Task to carry out ::
Give the number of lines in the records below that contain the word "shell", and nothing more.

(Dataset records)
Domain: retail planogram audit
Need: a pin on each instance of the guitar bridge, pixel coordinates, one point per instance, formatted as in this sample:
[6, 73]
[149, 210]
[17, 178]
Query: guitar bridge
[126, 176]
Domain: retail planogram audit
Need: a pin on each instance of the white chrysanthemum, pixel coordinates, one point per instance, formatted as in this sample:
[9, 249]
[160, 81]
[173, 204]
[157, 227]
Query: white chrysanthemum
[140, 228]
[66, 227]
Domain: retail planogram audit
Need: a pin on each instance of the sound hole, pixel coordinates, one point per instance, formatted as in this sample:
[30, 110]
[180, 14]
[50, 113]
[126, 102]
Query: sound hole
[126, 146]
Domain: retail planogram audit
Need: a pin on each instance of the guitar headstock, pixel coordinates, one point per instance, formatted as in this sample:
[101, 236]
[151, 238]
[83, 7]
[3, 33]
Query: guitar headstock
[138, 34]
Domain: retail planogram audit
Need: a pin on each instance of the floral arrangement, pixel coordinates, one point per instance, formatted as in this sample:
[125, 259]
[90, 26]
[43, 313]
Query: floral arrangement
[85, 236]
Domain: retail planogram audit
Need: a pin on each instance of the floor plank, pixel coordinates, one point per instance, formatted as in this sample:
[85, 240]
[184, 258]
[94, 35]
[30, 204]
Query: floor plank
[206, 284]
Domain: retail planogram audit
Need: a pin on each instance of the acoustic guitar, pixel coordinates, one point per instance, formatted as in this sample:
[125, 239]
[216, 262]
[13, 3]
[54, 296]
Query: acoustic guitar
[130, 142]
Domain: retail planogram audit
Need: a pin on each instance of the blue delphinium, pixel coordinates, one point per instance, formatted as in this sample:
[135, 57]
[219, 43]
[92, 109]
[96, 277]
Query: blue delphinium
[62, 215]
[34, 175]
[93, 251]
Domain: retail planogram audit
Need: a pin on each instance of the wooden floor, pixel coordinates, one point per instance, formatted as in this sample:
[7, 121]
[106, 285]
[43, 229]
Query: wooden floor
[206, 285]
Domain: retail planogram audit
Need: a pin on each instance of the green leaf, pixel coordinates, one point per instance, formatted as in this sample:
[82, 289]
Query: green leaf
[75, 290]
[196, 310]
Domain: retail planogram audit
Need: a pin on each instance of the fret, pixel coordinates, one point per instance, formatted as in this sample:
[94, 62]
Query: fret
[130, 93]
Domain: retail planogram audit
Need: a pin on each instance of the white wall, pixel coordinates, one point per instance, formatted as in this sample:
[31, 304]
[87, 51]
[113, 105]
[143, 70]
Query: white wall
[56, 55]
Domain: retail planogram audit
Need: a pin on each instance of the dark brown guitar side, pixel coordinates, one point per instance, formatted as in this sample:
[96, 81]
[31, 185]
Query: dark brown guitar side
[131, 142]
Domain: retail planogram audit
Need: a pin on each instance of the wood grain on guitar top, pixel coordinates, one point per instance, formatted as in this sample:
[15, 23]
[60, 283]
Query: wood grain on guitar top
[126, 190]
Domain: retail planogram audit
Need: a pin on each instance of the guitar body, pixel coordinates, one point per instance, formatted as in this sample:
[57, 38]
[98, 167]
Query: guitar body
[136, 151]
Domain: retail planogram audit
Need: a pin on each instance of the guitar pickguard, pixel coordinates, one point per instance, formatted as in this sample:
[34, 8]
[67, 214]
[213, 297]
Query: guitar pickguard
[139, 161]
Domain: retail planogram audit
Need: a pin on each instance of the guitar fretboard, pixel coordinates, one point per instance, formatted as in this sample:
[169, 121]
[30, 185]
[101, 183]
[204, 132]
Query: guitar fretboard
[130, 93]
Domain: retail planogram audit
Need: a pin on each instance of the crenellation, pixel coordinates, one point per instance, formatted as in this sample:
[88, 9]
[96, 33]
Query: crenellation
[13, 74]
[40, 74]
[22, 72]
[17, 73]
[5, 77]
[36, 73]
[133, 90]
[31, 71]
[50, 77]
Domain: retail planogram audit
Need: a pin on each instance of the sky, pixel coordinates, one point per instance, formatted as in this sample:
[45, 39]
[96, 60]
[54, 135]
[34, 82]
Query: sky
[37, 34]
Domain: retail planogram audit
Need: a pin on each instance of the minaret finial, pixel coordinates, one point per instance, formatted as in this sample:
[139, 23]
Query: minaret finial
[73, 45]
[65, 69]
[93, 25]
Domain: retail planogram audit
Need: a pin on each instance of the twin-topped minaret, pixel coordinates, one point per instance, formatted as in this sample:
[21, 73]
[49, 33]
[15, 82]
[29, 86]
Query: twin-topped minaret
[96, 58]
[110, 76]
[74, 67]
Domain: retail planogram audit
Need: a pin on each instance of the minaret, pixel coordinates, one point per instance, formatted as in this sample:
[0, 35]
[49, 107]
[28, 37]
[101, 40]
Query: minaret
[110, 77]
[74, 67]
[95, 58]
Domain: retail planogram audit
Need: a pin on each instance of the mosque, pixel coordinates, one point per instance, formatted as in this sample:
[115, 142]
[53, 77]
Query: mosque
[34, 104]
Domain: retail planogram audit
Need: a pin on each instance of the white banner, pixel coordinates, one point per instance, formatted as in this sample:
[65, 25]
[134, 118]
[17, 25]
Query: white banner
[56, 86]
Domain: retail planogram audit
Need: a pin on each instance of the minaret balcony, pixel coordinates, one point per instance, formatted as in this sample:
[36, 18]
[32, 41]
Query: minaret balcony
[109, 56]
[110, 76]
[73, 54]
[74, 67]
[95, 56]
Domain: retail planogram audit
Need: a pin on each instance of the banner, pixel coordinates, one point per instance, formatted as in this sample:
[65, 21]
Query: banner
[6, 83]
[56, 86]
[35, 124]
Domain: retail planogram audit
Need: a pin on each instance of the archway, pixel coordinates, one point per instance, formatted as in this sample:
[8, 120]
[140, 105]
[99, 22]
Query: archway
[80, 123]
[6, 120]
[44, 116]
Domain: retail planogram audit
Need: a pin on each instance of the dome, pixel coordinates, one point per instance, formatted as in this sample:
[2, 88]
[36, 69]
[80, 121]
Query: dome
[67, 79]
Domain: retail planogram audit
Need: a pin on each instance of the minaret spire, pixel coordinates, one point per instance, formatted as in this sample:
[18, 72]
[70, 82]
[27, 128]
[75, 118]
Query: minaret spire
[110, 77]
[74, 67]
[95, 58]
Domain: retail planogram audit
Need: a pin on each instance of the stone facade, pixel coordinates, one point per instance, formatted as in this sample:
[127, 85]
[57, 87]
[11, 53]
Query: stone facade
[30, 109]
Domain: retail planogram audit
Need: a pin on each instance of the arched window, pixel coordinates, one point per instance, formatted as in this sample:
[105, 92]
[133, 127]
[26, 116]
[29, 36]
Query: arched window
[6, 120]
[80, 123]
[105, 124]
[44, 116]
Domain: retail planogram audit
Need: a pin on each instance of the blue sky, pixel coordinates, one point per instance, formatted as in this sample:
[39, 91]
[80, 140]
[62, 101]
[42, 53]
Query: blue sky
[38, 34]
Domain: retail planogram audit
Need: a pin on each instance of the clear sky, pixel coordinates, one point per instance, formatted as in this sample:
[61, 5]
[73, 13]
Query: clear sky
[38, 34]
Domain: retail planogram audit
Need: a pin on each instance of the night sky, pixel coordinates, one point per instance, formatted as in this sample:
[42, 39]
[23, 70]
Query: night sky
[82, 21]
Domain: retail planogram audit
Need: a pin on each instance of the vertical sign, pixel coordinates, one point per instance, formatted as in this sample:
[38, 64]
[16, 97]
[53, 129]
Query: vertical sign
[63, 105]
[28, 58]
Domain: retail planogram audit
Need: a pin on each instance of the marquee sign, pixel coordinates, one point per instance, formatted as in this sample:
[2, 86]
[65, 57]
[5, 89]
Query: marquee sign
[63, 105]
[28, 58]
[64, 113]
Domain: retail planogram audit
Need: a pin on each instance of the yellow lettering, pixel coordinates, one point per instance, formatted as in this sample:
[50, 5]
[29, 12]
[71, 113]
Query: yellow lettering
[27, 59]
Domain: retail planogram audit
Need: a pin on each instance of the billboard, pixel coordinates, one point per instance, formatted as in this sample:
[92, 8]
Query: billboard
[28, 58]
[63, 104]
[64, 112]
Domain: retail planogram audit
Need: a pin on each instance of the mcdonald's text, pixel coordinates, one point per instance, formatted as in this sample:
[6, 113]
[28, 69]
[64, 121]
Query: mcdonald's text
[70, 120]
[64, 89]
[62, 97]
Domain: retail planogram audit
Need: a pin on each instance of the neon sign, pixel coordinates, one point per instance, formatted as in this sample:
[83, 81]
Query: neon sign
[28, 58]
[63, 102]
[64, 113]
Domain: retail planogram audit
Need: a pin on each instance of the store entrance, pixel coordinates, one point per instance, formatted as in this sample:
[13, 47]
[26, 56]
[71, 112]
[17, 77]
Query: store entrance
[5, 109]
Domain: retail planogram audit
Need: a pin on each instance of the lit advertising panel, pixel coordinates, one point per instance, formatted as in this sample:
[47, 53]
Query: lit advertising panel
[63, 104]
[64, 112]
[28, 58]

* * *

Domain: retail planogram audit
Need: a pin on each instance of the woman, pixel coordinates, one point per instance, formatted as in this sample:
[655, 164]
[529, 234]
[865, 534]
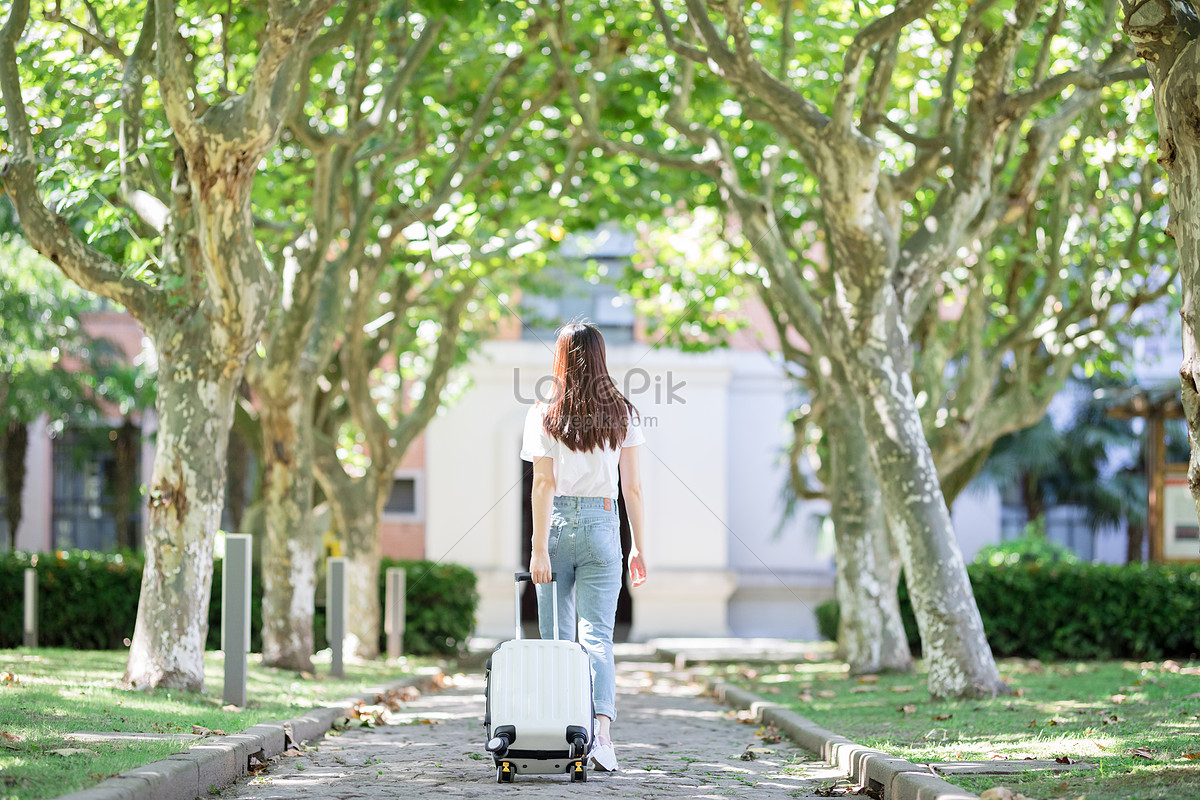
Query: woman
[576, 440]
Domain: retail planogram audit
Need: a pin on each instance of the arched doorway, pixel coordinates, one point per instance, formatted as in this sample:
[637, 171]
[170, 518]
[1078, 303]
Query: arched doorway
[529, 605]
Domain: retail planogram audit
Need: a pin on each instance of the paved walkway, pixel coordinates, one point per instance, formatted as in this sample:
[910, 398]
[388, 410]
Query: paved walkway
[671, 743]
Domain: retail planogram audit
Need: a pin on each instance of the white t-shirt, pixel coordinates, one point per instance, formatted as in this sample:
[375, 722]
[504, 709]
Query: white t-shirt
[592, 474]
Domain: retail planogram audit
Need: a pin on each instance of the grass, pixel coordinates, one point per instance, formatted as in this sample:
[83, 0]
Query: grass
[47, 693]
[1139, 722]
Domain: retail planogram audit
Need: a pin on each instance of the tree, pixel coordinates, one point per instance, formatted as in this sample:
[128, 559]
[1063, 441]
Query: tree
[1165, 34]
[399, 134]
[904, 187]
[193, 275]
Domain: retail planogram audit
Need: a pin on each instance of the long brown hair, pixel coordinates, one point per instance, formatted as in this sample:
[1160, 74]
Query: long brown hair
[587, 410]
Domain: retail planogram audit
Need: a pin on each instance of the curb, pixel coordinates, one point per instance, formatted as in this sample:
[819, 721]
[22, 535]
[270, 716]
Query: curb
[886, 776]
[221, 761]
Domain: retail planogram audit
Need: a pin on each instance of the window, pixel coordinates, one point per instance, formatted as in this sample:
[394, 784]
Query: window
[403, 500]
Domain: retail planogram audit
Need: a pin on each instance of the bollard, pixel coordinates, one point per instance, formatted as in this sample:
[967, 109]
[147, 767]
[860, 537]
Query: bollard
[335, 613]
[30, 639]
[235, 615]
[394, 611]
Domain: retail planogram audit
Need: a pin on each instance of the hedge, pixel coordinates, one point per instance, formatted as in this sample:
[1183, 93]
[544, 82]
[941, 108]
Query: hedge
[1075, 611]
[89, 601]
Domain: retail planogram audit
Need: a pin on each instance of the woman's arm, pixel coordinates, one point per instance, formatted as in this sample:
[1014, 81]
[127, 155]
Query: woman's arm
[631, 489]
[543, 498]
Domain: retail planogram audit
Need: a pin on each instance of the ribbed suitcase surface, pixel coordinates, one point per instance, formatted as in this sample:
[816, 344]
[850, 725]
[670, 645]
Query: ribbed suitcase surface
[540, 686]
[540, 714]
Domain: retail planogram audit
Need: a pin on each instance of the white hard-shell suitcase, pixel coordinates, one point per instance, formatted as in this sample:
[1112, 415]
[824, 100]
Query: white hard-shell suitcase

Solution to this task ::
2